━━━ Task inputs
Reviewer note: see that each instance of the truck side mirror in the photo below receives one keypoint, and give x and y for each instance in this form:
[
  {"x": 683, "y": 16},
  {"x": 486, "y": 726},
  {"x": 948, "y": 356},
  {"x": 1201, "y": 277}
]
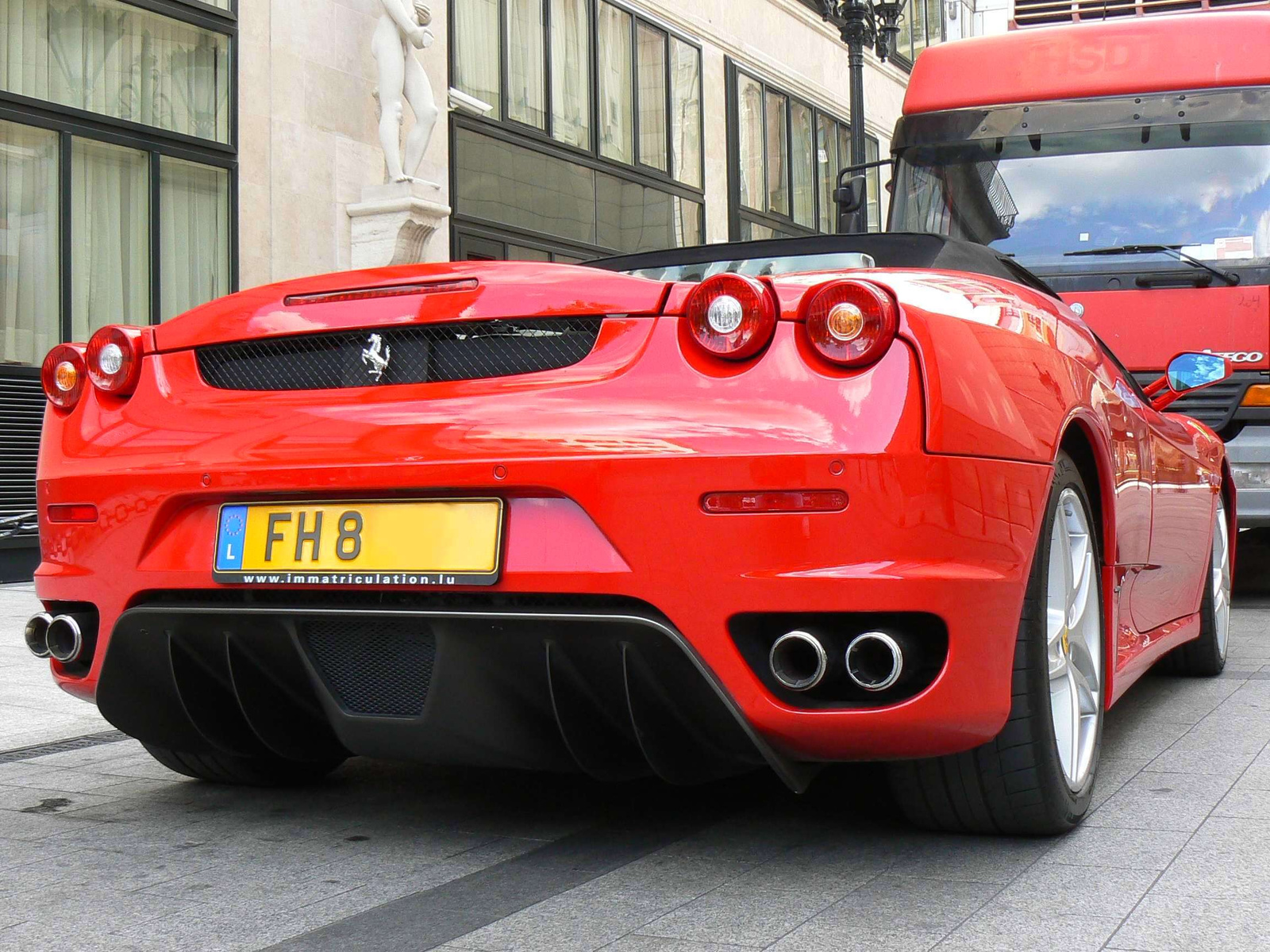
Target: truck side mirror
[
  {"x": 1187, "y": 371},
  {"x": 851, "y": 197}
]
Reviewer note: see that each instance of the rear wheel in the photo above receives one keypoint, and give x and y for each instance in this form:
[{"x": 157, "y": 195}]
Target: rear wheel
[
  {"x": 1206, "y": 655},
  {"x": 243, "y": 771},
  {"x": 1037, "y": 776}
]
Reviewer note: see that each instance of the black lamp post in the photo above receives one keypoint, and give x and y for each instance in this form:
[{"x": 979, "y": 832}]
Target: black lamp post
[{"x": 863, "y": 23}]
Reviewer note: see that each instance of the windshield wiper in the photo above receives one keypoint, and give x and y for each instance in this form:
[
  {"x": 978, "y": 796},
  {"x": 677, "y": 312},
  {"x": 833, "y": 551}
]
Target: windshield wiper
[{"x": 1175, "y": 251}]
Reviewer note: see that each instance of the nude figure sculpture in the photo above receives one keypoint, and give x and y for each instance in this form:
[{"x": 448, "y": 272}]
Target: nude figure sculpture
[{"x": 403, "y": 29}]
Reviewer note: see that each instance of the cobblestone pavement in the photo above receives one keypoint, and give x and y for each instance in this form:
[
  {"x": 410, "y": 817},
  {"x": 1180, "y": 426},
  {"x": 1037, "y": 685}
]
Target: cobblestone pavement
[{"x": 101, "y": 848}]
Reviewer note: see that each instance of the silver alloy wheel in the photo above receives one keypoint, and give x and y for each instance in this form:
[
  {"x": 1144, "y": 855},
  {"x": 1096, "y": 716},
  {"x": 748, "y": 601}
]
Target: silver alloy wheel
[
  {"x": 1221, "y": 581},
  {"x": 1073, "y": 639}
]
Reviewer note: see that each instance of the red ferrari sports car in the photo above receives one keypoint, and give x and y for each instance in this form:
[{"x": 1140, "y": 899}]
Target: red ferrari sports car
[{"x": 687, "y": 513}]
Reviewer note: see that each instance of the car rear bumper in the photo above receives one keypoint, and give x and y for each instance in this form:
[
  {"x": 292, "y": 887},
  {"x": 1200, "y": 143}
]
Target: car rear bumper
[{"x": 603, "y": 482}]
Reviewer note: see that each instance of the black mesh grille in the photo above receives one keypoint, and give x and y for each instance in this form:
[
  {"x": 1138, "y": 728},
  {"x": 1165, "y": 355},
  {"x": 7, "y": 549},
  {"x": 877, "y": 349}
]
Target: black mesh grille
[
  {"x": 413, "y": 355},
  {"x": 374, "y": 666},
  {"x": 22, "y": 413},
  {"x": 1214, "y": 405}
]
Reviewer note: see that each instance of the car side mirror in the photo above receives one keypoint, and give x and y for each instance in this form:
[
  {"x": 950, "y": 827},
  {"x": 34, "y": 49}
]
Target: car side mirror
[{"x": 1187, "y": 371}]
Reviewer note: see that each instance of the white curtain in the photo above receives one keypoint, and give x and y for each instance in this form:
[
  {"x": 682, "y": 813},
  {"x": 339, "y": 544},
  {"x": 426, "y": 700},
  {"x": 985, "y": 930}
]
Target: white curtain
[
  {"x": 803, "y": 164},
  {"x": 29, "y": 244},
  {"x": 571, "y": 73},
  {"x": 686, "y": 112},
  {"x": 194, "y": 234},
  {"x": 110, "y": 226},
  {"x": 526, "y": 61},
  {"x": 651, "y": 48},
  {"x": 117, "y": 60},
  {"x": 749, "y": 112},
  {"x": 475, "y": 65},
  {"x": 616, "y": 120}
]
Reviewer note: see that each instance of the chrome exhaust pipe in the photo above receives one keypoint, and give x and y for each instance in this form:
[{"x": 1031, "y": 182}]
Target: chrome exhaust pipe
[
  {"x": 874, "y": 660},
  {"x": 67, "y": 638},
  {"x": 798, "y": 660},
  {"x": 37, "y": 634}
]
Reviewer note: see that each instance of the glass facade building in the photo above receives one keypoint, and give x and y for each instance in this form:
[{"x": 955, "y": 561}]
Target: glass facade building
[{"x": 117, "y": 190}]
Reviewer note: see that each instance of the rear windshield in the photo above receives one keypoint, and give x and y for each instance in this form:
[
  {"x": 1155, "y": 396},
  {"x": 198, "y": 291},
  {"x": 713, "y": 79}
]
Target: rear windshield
━━━━━━
* **Work to complete**
Reproduce all of the material above word for word, leaving out the pictures.

* **Correct output**
Reviewer note: see that each instance of the truck side mirror in the photo below receives one keypoint, and give x and y for each instance in this form:
[
  {"x": 683, "y": 16},
  {"x": 486, "y": 726},
  {"x": 948, "y": 356},
  {"x": 1201, "y": 277}
]
Target: truck side mirror
[
  {"x": 1187, "y": 371},
  {"x": 851, "y": 197}
]
Reviewer note: see that each instance of the rear wheel in the photo above receives one keypoint, and give x and y for each instance in this form:
[{"x": 157, "y": 195}]
Target: rear wheel
[
  {"x": 1206, "y": 655},
  {"x": 243, "y": 771},
  {"x": 1037, "y": 776}
]
Reviewer note: see that each instance of the black lamp post in the photo above receives one keypoint, and give x and y for each instance in this form:
[{"x": 979, "y": 832}]
Target: black lamp post
[{"x": 863, "y": 23}]
Reviewer note: see that each instance of the windshield wiper in the photo above receives one keypoint, and give x and y for each instance in this form:
[
  {"x": 978, "y": 796},
  {"x": 677, "y": 312},
  {"x": 833, "y": 551}
]
Target: windshield wiper
[{"x": 1175, "y": 251}]
Reviewer note: see that each instance of the nude figure sculpture in the photo above receives one keypoint, and give x and y for each instance in this form:
[{"x": 448, "y": 272}]
Target: nude figure sculpture
[{"x": 403, "y": 29}]
Reviewer note: see that each instance of the cobblestone pavement in the photo above receives one keypoint, and give x and y for each instance in this form:
[
  {"x": 410, "y": 817},
  {"x": 1180, "y": 426},
  {"x": 1037, "y": 685}
]
Target: cobblestone pavement
[{"x": 101, "y": 848}]
Reviewer note: see that each instance of the silver alloy wheel in the photo above receives one keypoint, and give x and y for each instance in this form:
[
  {"x": 1144, "y": 855},
  {"x": 1096, "y": 716},
  {"x": 748, "y": 601}
]
Target: silver alloy wheel
[
  {"x": 1221, "y": 581},
  {"x": 1073, "y": 639}
]
Reviewer note: see that each instance of the red ferrari sports car in the photo above receives one keypoint, and give x and y for each instance in this form:
[{"x": 1140, "y": 899}]
Target: red ferrari sports car
[{"x": 687, "y": 513}]
Reviewer note: see that each instance of the car rear bumper in the photo above receives one keypoint, and give x and y for each instance in this form:
[
  {"x": 292, "y": 887},
  {"x": 1200, "y": 143}
]
Target: car rear bumper
[{"x": 603, "y": 482}]
Reviewer note: see that each instance of the black mesh grille in the photo above receives one keypoint, and give x and y for each instance in this form:
[
  {"x": 1138, "y": 728},
  {"x": 1165, "y": 355},
  {"x": 7, "y": 549},
  {"x": 877, "y": 349}
]
Target: black mesh grille
[
  {"x": 413, "y": 355},
  {"x": 374, "y": 666},
  {"x": 22, "y": 413},
  {"x": 1214, "y": 405}
]
Reviewer note: see that each instance of the car side mirror in the photo above receives one keypoint, and give x and y for each instance in this form:
[
  {"x": 950, "y": 827},
  {"x": 34, "y": 49}
]
Target: car side mirror
[{"x": 1187, "y": 371}]
Reviewer note: see that each instance of the white curtain in the photo above receives one keypoint, and give x and y for each instance in this form:
[
  {"x": 682, "y": 813},
  {"x": 339, "y": 544},
  {"x": 426, "y": 700},
  {"x": 985, "y": 930}
]
Target: white curtain
[
  {"x": 803, "y": 164},
  {"x": 29, "y": 244},
  {"x": 571, "y": 73},
  {"x": 686, "y": 112},
  {"x": 194, "y": 234},
  {"x": 110, "y": 226},
  {"x": 526, "y": 61},
  {"x": 651, "y": 48},
  {"x": 117, "y": 60},
  {"x": 749, "y": 112},
  {"x": 475, "y": 65},
  {"x": 616, "y": 120}
]
Reviewer note: see that each instance of the chrome exhaust pipe in the photo above receives one keypoint, and give x and y for each instance in this form:
[{"x": 1031, "y": 182}]
Target: chrome exhaust pipe
[
  {"x": 874, "y": 660},
  {"x": 67, "y": 638},
  {"x": 798, "y": 660},
  {"x": 37, "y": 634}
]
Reviewer note: see that each instance of the glass facade building in the photo above receives one keypoint, and give x and y for each instance in this form:
[{"x": 955, "y": 561}]
Target: glass facade building
[{"x": 117, "y": 190}]
Reviewer note: see that each instance of the rear windshield in the photo above receives one keypoint, and give x and y for each instance in this form:
[
  {"x": 1155, "y": 396},
  {"x": 198, "y": 291},
  {"x": 713, "y": 79}
]
Target: rear windshield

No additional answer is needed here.